▶ [REQUEST 1]: Tally the lines in the listing below that contain the word "post", and state only that number.

━━ PROVIDED TEXT ━━

On Thu, Apr 29, 2021 at 12:05 PM Yun Tang <[hidden email]> wrote:

> +1 (non-binding)
>
> - built from source code with scala 2.11 succeeded
> - submit state machine example and it runed well with expected commit id
> shown in UI.
> - enable state latency tracking with slf4j metrics reporter and all
> behaves as expected.
> - Click 'FlameGraph' but found the we UI did not give friendly hint to
> tell me enable it via setting rest.flamegraph.enabled: true, will create
> issue later.
>
> Best
> Yun Tang
> ________________________________
> From: Leonard Xu <[hidden email]>
> Sent: Thursday, April 29, 2021 16:52
> To: dev <[hidden email]>
> Subject: Re: [VOTE] Release 1.13.0, release candidate #2
>
> +1 (non-binding)

━━━

▶ [REQUEST 2]: Reproduce the portion of the release vote message above between "On Thu, Apr" and "behaves as expected.", inclusive.

━━ INPUT ━━

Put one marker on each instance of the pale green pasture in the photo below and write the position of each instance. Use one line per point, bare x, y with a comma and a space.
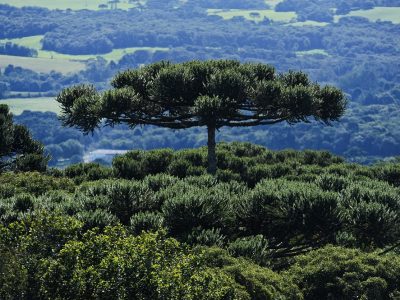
312, 52
44, 65
273, 3
308, 23
65, 4
114, 55
391, 14
35, 43
247, 13
18, 105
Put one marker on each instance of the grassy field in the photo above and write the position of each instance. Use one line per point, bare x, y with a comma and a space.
66, 4
35, 43
254, 15
391, 14
44, 65
273, 3
18, 105
312, 52
308, 23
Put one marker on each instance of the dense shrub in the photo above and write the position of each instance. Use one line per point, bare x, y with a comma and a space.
259, 282
289, 213
198, 208
87, 172
339, 273
35, 183
101, 266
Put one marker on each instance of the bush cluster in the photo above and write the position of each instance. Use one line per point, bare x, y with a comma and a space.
305, 226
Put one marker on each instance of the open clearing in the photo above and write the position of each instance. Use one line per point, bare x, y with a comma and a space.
34, 42
254, 15
312, 52
66, 4
273, 3
391, 14
308, 23
18, 105
43, 65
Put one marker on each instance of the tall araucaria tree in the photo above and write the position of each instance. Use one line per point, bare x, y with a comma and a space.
213, 93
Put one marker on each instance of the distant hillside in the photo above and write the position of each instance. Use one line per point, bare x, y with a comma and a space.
352, 45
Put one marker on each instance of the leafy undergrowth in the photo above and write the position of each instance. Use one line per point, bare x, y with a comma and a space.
269, 225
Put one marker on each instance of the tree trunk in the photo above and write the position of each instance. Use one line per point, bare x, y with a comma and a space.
212, 157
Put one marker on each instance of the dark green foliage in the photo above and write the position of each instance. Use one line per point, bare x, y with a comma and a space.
339, 273
252, 247
123, 198
213, 94
197, 207
260, 283
207, 237
87, 172
298, 205
146, 221
293, 213
13, 276
138, 164
34, 183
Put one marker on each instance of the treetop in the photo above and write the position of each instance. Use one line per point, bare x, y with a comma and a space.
212, 93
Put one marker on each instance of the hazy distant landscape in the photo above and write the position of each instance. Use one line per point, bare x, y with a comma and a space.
200, 149
352, 44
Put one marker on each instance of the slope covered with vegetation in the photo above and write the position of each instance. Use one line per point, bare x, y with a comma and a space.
269, 225
326, 39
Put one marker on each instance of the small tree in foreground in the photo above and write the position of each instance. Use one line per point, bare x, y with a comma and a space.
211, 93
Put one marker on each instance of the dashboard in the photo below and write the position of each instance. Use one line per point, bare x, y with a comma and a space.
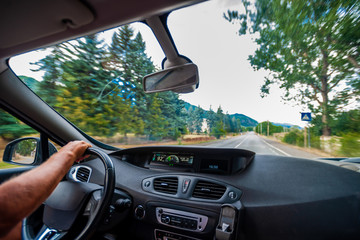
181, 192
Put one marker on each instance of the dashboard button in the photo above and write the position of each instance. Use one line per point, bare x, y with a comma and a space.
186, 184
232, 195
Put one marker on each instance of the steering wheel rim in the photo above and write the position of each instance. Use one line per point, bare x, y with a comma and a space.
97, 216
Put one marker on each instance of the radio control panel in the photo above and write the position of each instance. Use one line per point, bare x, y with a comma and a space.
181, 219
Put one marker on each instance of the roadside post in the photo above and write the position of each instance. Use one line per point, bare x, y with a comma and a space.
306, 116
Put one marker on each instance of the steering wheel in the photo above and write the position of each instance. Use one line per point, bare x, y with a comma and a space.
67, 201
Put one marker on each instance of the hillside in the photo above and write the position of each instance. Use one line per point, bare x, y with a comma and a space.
244, 120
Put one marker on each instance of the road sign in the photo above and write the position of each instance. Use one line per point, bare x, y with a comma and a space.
306, 117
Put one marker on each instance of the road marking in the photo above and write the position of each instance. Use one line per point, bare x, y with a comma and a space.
242, 141
277, 149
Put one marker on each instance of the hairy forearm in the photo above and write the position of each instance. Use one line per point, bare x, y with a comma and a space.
20, 196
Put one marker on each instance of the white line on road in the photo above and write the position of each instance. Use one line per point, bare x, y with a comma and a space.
242, 141
277, 149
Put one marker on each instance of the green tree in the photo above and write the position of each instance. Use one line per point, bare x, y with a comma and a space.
218, 130
310, 46
155, 122
48, 88
211, 119
11, 128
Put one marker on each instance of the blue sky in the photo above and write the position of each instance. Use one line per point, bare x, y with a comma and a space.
226, 77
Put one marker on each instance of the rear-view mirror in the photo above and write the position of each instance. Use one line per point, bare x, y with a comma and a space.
180, 79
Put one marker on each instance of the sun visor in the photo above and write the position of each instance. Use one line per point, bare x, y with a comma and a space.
39, 18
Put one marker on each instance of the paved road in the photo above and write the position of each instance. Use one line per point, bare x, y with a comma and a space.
259, 145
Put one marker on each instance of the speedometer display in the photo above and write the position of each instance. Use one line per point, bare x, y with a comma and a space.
173, 159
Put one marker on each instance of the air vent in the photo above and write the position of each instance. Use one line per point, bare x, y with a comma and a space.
208, 190
80, 173
166, 185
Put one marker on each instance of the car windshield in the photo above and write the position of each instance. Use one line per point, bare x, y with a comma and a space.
283, 83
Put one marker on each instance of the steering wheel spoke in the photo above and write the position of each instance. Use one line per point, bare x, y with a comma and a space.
72, 199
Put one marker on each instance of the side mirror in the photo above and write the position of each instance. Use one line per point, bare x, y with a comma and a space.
180, 79
25, 151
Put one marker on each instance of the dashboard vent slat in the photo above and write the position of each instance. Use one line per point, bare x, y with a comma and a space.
83, 174
166, 185
208, 190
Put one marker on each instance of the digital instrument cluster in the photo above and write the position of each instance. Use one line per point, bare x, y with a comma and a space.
173, 159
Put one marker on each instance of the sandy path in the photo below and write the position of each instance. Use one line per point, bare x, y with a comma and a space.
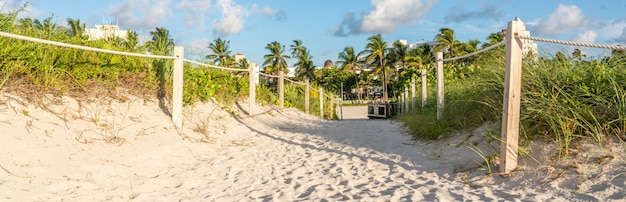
275, 156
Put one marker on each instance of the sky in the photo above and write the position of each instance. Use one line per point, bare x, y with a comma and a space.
326, 27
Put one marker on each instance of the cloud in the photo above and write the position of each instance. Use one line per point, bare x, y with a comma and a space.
195, 11
14, 5
488, 11
141, 13
564, 19
277, 15
588, 36
385, 18
232, 18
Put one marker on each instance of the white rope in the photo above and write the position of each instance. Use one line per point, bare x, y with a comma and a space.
15, 36
477, 52
268, 75
571, 43
292, 81
216, 67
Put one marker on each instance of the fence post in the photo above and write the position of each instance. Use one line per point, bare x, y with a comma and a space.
322, 102
331, 106
440, 99
512, 97
177, 87
252, 90
306, 96
406, 100
424, 87
281, 90
413, 97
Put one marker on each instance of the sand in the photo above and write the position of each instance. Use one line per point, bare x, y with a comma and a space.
128, 150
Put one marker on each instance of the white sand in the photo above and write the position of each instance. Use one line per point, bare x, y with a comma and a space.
130, 151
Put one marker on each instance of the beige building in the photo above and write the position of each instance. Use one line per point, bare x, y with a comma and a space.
106, 32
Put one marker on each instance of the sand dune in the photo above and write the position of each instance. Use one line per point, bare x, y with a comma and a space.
117, 150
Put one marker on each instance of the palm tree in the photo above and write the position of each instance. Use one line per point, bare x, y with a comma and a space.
297, 48
161, 42
376, 51
276, 58
47, 27
577, 54
131, 41
349, 60
77, 29
304, 67
447, 42
221, 54
397, 55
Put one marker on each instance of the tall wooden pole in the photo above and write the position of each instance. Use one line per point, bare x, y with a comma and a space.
512, 97
177, 87
440, 99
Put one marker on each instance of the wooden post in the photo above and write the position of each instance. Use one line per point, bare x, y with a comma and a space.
413, 97
440, 99
512, 97
406, 99
306, 96
252, 90
424, 87
281, 90
177, 87
330, 108
322, 102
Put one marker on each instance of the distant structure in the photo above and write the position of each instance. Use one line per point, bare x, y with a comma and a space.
238, 57
106, 32
328, 64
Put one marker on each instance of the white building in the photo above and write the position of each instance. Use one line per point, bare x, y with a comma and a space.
105, 32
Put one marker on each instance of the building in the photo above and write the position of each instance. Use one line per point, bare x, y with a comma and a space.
106, 32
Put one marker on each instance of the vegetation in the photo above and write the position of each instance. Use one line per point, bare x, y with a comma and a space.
564, 98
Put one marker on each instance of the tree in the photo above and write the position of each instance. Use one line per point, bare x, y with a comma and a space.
376, 51
47, 28
349, 60
221, 54
275, 61
577, 54
447, 41
304, 67
396, 57
297, 48
76, 28
161, 42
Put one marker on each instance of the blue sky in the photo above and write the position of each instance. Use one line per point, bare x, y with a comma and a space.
327, 26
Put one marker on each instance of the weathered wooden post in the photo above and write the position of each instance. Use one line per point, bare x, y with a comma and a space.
512, 97
177, 87
406, 99
306, 96
281, 90
322, 102
424, 87
252, 90
440, 99
413, 97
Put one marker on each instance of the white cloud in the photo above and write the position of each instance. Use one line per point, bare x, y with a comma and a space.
389, 14
267, 11
588, 36
232, 18
142, 13
195, 11
14, 5
564, 19
198, 46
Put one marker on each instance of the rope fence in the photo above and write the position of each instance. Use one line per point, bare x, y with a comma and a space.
572, 43
54, 43
214, 66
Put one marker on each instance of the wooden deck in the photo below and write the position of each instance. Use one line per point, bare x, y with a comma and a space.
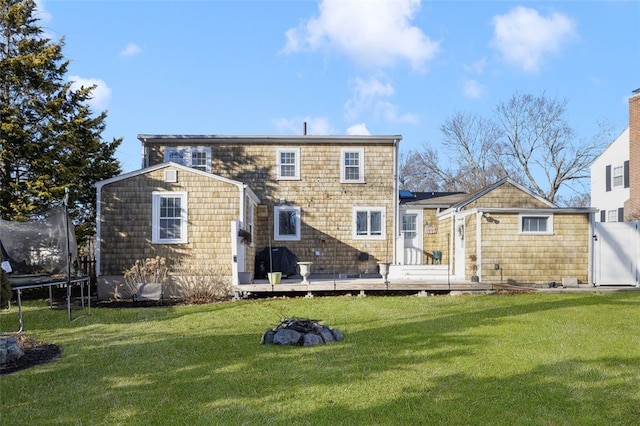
360, 286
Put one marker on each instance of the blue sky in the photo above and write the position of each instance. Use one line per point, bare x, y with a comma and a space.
341, 66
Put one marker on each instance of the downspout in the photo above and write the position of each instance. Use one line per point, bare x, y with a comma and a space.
479, 244
98, 226
396, 201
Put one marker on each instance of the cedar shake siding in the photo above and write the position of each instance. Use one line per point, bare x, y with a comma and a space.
126, 220
325, 201
632, 206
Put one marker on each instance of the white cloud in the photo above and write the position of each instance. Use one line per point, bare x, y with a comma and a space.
130, 49
369, 97
476, 67
376, 33
358, 129
389, 112
101, 94
365, 93
315, 126
523, 36
473, 89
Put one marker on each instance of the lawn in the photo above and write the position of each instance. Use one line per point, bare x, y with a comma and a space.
552, 359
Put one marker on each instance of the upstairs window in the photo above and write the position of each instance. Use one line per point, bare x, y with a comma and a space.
169, 217
618, 176
286, 223
288, 164
536, 224
368, 223
352, 166
195, 157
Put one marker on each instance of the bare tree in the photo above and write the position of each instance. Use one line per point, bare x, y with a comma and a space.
528, 140
538, 141
470, 147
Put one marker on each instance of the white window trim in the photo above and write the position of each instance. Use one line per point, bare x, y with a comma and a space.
360, 152
296, 151
549, 218
207, 151
155, 221
276, 220
184, 155
619, 176
368, 209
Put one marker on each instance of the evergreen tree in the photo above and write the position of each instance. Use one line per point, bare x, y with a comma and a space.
50, 140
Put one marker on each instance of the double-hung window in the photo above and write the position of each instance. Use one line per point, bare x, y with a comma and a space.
286, 223
169, 217
368, 223
198, 157
536, 224
352, 165
288, 163
618, 176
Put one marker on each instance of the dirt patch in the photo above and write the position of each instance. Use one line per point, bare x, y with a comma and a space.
35, 353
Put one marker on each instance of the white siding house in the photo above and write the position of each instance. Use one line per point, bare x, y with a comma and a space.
610, 180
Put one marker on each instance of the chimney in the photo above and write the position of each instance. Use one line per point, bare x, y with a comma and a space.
632, 206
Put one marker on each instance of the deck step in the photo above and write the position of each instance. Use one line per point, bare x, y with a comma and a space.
419, 272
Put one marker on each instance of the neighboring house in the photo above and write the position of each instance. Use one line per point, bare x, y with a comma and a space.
615, 174
328, 199
502, 234
610, 180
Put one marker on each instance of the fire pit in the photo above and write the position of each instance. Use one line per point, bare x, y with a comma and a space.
301, 332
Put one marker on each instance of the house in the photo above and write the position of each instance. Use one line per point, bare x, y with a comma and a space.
330, 200
615, 174
503, 234
610, 180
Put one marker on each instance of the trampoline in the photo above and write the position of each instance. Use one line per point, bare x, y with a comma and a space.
40, 253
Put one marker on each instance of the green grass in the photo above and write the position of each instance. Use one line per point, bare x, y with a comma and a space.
500, 360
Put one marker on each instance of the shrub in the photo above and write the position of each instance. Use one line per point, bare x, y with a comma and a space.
151, 270
201, 284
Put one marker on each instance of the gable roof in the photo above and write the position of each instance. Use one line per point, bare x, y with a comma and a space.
462, 204
265, 139
153, 168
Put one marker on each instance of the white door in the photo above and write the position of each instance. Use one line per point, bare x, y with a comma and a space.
412, 237
616, 253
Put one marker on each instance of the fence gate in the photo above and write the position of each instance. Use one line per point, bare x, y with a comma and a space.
616, 253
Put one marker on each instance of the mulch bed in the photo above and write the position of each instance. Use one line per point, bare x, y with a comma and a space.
35, 353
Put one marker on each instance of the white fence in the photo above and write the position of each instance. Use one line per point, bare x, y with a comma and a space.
616, 253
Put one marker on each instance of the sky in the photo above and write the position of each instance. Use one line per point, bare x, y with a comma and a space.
378, 67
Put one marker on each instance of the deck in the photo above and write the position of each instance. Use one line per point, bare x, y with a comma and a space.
326, 285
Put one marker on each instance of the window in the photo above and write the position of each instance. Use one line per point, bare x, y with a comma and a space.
352, 167
368, 223
288, 164
409, 226
169, 221
536, 224
201, 159
618, 176
287, 223
196, 157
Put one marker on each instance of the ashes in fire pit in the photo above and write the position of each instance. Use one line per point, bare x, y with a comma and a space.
301, 332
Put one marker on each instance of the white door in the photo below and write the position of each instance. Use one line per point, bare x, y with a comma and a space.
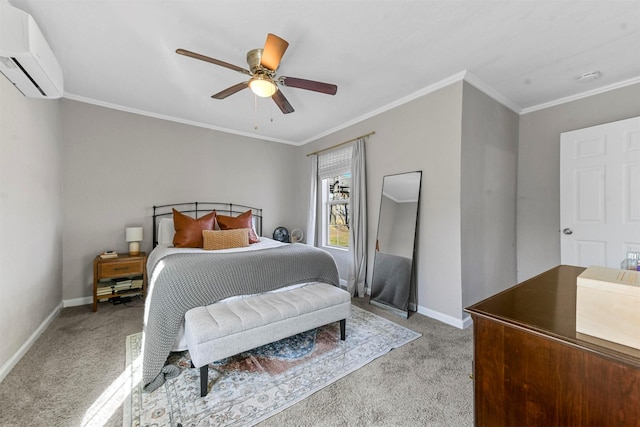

━━━

▶ [EXERCISE SOLUTION 1]: 4

▶ [EXERCISE SOLUTION 2]:
On Thu, Apr 29, 2021 at 12:05 PM Yun Tang <[hidden email]> wrote:

> +1 (non-binding)
>
> - built from source code with scala 2.11 succeeded
> - submit state machine example and it runed well with expected commit id
> shown in UI.
> - enable state latency tracking with slf4j metrics reporter and all
> behaves as expected.